■ **What you need to do**: Give the number of lines in the data that contain the word "below"; no other text is needed.

_ _ _ _ _ _ _

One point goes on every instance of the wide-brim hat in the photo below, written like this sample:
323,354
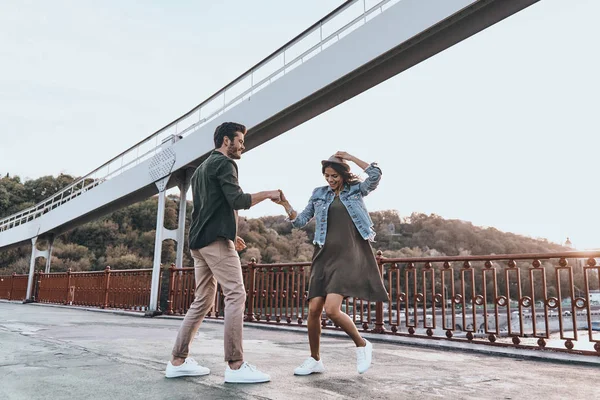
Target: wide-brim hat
336,160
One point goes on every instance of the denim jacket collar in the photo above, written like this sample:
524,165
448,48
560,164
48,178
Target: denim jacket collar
345,189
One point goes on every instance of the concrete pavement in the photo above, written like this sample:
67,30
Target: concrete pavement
56,353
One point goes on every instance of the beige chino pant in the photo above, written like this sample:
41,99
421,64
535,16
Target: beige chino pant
217,262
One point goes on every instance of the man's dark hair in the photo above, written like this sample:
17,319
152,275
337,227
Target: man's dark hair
227,129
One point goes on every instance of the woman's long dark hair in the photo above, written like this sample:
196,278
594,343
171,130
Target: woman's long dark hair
348,177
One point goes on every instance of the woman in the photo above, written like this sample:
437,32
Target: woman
343,263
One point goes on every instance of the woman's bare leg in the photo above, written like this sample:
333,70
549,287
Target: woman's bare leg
333,304
315,309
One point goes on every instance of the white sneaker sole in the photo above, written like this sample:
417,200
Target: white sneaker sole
182,374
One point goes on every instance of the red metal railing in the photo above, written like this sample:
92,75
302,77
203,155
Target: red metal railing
13,287
523,300
123,289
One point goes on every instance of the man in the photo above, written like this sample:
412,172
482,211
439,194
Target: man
217,197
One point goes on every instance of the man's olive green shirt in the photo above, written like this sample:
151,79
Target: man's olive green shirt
217,197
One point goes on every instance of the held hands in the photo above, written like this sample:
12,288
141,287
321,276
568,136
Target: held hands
274,196
240,244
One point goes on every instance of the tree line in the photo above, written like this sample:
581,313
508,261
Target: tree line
125,238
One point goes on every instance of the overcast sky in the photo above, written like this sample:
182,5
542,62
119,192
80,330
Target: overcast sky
498,130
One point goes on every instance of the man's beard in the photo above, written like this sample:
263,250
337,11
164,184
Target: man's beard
232,152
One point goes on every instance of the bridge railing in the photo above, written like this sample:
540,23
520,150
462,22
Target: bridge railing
119,289
13,287
331,28
527,301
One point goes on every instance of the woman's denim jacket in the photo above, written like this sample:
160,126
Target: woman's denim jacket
351,196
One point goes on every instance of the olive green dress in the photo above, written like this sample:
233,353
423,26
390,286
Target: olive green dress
345,265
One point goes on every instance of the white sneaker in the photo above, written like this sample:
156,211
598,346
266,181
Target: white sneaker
246,374
189,368
310,366
364,356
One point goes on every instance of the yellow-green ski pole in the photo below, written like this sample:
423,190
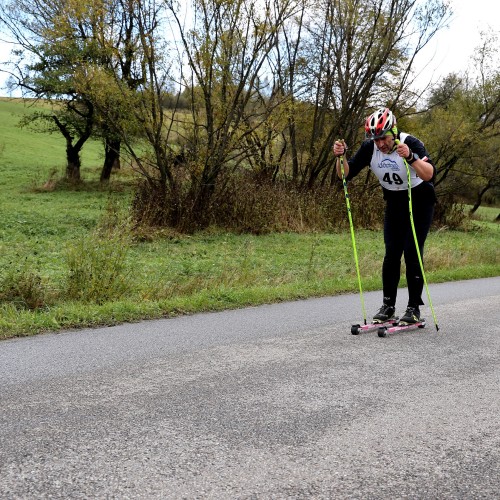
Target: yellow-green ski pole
408,174
351,225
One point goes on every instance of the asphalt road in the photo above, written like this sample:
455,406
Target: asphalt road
271,402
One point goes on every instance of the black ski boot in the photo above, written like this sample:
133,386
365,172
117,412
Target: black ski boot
411,316
385,313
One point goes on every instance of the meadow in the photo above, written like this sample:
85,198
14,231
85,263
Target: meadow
70,259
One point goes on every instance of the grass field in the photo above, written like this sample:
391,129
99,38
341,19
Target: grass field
69,255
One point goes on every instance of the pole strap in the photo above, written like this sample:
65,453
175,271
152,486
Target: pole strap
410,205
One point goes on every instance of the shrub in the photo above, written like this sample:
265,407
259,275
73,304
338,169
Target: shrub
97,262
248,205
23,287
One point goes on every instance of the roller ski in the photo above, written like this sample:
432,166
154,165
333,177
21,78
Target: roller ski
410,321
383,319
374,325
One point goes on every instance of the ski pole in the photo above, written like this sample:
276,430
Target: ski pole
412,223
351,225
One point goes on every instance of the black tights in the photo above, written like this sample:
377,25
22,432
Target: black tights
399,241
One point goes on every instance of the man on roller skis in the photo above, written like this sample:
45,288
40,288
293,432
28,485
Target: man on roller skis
383,152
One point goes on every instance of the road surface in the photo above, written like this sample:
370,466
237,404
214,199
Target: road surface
270,402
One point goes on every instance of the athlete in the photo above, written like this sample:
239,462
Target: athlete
383,152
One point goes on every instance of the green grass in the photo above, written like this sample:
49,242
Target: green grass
55,246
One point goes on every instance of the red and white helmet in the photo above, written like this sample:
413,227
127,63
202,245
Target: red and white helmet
379,123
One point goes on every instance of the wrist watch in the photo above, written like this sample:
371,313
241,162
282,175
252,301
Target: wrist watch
414,158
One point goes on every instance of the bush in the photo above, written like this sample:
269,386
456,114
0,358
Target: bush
96,262
249,205
23,287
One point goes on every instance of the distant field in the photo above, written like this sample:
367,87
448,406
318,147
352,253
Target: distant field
51,255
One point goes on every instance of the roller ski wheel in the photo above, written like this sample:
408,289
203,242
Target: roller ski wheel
374,325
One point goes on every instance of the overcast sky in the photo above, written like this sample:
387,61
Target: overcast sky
450,50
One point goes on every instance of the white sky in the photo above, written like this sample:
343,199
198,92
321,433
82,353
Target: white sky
450,50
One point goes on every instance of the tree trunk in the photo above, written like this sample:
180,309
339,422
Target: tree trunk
480,195
111,158
73,162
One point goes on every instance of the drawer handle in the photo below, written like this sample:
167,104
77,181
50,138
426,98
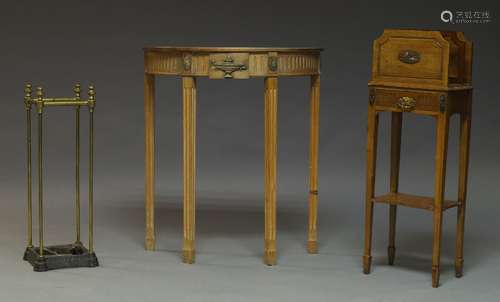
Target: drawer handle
228,66
409,56
406,103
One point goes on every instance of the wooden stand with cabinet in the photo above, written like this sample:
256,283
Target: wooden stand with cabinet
426,73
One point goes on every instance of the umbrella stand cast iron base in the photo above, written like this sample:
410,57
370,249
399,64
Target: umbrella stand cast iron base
60,256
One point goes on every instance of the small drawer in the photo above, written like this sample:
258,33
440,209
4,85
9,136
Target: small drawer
228,66
407,101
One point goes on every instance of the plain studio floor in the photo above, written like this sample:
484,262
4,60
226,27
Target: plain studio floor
228,262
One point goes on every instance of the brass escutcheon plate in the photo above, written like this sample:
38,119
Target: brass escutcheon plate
228,66
406,103
409,56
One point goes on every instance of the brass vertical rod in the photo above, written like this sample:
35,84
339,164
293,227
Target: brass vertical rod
312,242
40,180
29,176
91,180
77,174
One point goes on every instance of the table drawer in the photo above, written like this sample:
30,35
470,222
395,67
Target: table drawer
228,66
407,101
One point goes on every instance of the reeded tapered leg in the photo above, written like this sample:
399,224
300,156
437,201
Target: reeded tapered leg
312,243
270,146
396,124
189,158
149,92
465,122
440,175
371,157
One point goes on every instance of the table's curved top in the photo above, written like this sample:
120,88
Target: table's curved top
232,49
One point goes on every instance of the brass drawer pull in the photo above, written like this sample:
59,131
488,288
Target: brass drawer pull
406,103
409,56
228,66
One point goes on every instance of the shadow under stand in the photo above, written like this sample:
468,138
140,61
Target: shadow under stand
43,257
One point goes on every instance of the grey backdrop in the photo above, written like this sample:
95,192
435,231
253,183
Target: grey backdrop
56,44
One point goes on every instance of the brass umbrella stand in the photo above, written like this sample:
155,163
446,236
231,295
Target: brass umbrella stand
43,257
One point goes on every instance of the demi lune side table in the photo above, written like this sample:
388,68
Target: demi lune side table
230,63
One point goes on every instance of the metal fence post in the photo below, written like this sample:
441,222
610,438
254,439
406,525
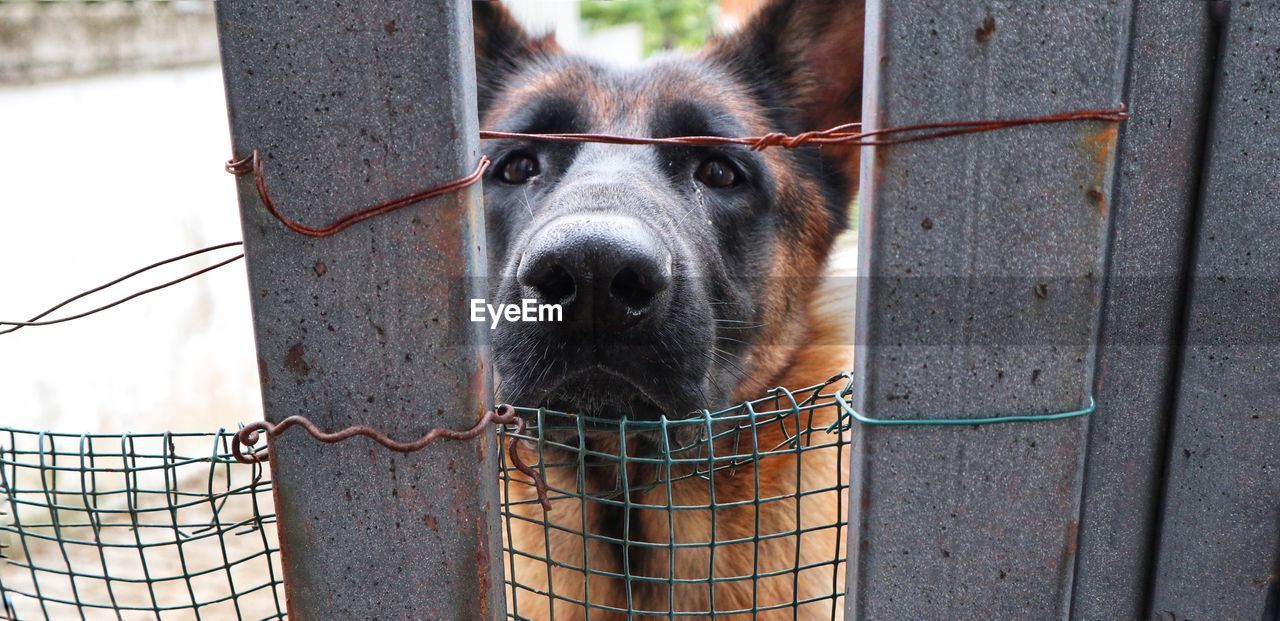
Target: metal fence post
353,104
981,274
1219,544
1157,188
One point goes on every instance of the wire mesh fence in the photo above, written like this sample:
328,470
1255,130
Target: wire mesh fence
135,526
735,514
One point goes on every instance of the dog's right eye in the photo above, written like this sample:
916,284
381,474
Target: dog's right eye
519,168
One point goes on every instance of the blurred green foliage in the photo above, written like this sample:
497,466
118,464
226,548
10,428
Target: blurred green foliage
668,24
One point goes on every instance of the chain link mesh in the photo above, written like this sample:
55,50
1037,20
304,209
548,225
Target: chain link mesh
135,526
736,514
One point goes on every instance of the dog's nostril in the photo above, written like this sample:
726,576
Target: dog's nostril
629,288
554,284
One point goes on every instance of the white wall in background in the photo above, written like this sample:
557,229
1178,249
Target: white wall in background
99,177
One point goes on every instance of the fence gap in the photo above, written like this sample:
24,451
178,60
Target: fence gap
982,264
353,104
1219,548
1152,217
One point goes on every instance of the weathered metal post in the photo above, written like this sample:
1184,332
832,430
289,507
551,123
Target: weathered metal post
353,104
981,277
1152,217
1219,548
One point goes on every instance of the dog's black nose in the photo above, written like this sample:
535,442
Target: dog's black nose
607,272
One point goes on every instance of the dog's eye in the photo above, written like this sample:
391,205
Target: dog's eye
717,173
519,168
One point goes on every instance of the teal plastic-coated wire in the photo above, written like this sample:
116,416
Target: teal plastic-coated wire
988,420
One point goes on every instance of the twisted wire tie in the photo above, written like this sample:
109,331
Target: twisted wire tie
502,415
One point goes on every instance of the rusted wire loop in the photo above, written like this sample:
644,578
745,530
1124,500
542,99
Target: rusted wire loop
255,163
835,136
503,415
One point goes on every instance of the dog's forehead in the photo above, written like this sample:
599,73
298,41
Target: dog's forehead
639,100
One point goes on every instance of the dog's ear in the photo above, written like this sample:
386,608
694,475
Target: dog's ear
810,51
502,48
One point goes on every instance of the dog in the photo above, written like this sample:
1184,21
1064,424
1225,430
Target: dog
689,278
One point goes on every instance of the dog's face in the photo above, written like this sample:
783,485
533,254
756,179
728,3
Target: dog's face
682,273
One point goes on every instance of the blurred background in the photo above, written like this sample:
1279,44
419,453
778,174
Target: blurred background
113,131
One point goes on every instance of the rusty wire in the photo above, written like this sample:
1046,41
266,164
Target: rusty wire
254,163
836,136
501,415
506,415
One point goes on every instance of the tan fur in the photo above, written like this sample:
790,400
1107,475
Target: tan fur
827,350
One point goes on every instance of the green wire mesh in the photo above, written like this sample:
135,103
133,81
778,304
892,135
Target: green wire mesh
736,514
135,526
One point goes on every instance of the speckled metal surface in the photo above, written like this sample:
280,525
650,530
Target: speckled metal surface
352,104
1220,537
1156,193
981,261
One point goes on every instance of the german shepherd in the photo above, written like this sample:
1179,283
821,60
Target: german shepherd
689,278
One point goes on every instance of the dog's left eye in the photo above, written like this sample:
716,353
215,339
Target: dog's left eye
519,169
717,173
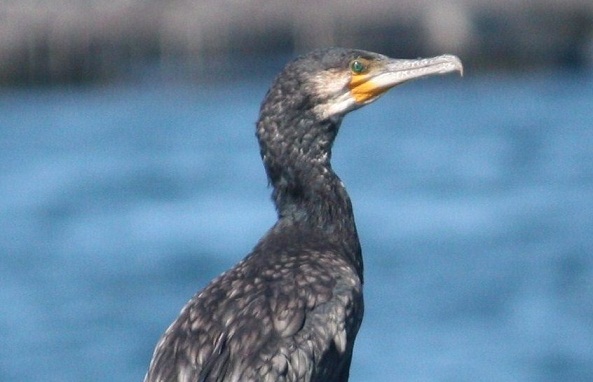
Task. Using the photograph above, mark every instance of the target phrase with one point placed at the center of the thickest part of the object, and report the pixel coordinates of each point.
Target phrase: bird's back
(288, 312)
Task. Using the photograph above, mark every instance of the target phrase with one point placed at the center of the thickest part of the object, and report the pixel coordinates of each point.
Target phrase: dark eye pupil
(357, 66)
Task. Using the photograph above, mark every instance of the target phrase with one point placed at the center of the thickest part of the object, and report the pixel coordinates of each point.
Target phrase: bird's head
(335, 81)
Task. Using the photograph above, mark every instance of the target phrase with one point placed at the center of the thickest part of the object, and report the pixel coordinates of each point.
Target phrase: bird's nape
(291, 309)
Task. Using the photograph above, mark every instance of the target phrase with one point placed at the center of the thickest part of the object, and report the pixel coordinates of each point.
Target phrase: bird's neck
(307, 193)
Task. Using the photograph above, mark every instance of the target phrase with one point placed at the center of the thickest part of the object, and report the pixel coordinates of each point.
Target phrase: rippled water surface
(473, 198)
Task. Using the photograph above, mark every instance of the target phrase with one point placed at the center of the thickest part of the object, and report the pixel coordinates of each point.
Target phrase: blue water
(473, 198)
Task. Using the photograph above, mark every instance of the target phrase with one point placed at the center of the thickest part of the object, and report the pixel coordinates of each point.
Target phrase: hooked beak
(385, 74)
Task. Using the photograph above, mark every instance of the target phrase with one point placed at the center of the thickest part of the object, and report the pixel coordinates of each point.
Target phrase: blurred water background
(126, 185)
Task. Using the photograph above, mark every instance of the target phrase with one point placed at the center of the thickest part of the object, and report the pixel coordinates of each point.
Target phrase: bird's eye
(357, 66)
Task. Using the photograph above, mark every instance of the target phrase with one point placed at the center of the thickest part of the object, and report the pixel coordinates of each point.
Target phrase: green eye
(357, 66)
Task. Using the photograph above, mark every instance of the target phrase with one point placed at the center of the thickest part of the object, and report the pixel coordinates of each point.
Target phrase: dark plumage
(290, 310)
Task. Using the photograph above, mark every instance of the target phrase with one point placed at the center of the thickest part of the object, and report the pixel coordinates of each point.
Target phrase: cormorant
(291, 309)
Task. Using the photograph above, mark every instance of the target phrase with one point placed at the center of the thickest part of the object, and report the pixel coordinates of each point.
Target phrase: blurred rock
(69, 41)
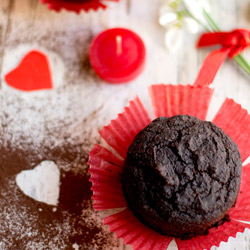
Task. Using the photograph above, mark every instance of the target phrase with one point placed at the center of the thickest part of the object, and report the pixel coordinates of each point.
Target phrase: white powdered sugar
(41, 183)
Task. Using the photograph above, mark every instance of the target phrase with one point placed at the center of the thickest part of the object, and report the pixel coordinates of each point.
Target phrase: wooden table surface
(65, 37)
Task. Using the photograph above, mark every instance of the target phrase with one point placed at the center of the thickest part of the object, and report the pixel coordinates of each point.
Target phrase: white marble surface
(25, 23)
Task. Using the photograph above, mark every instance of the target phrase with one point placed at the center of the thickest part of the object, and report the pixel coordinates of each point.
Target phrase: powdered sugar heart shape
(41, 183)
(33, 73)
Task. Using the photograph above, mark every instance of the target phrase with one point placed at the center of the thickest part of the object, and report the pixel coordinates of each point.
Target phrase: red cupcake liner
(170, 100)
(76, 6)
(127, 226)
(235, 121)
(120, 133)
(105, 167)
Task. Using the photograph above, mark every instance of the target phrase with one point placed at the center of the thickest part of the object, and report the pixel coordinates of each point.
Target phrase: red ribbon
(232, 44)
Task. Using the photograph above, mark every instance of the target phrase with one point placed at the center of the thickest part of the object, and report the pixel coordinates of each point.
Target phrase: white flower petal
(191, 25)
(165, 8)
(194, 7)
(173, 38)
(167, 19)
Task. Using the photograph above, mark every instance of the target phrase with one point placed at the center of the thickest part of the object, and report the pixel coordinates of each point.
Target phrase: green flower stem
(239, 59)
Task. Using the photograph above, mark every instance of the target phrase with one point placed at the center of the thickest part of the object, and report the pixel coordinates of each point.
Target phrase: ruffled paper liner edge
(58, 5)
(114, 171)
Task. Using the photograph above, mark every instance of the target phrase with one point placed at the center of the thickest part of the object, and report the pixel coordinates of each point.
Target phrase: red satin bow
(232, 44)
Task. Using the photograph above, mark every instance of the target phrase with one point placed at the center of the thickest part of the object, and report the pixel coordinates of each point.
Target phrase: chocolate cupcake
(203, 174)
(181, 175)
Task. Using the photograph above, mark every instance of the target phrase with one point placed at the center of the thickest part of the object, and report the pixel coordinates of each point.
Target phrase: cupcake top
(181, 175)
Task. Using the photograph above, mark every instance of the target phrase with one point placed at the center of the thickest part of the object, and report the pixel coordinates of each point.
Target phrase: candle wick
(118, 45)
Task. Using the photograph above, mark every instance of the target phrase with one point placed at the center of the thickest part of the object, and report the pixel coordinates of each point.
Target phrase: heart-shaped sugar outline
(33, 73)
(41, 183)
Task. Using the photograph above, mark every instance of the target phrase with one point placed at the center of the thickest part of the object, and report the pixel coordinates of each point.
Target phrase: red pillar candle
(117, 55)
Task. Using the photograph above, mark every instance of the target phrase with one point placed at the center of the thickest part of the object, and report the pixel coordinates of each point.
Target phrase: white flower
(175, 14)
(196, 8)
(172, 39)
(191, 25)
(167, 18)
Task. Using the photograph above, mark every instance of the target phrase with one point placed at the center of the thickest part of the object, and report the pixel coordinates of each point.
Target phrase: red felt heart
(33, 73)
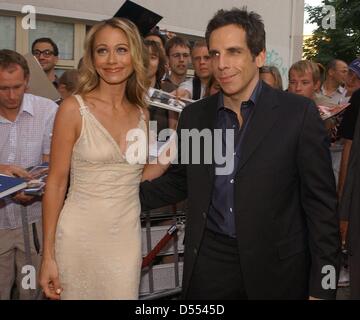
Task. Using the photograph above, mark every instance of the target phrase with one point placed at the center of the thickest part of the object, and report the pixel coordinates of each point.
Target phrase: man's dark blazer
(285, 198)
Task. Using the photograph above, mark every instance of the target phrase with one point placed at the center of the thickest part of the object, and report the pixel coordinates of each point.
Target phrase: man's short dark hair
(49, 41)
(176, 41)
(158, 34)
(250, 22)
(8, 58)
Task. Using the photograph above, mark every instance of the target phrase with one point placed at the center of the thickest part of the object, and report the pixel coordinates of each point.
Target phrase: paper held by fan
(328, 112)
(162, 99)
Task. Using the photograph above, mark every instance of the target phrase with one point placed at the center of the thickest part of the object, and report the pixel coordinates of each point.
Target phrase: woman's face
(153, 64)
(112, 58)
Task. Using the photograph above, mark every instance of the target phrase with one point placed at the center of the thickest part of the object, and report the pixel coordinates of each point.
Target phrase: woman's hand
(49, 279)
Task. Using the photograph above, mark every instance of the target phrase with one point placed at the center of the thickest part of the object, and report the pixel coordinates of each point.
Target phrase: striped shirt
(23, 143)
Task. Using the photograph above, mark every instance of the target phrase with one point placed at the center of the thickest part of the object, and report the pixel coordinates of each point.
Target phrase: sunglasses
(46, 53)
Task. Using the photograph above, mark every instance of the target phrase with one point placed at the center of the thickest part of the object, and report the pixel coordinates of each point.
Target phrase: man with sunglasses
(46, 52)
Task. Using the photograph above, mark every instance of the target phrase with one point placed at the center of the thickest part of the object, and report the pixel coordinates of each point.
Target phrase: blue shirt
(221, 217)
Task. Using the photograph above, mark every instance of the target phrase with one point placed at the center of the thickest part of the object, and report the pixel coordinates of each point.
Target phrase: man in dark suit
(267, 229)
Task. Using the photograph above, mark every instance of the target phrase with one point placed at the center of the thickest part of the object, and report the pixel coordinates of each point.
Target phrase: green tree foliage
(343, 42)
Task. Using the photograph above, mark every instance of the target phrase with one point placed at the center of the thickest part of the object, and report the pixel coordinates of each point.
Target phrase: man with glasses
(46, 52)
(178, 53)
(195, 88)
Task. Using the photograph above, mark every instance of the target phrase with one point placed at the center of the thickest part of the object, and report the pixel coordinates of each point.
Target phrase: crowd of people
(265, 230)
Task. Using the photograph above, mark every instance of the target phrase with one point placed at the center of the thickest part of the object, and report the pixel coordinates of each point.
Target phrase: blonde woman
(92, 241)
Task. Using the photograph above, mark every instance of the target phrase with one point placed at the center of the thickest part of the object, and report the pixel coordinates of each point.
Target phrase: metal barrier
(162, 243)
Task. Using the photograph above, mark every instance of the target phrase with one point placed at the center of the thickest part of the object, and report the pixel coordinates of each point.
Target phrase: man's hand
(22, 198)
(14, 171)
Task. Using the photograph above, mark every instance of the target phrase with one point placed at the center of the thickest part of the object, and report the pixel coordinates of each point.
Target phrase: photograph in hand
(162, 99)
(37, 182)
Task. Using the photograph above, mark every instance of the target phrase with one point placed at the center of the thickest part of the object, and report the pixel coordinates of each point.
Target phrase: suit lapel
(263, 119)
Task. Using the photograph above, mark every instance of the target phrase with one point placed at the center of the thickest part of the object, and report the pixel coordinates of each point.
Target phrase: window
(7, 32)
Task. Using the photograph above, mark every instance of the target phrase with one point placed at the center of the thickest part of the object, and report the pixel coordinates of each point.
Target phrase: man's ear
(261, 59)
(27, 78)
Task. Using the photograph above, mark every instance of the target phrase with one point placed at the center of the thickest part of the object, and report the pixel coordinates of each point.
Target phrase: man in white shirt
(196, 87)
(336, 72)
(26, 123)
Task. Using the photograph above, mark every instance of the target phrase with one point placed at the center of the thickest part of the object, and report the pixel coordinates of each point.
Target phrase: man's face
(340, 72)
(233, 65)
(303, 83)
(12, 87)
(179, 59)
(44, 53)
(201, 62)
(352, 82)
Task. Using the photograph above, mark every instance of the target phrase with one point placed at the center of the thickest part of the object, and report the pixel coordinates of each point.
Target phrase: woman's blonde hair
(138, 83)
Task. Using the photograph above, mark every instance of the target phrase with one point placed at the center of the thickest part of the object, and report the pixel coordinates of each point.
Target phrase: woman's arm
(67, 128)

_ _ _ _ _ _ _

■ **Solution to the problem**: 4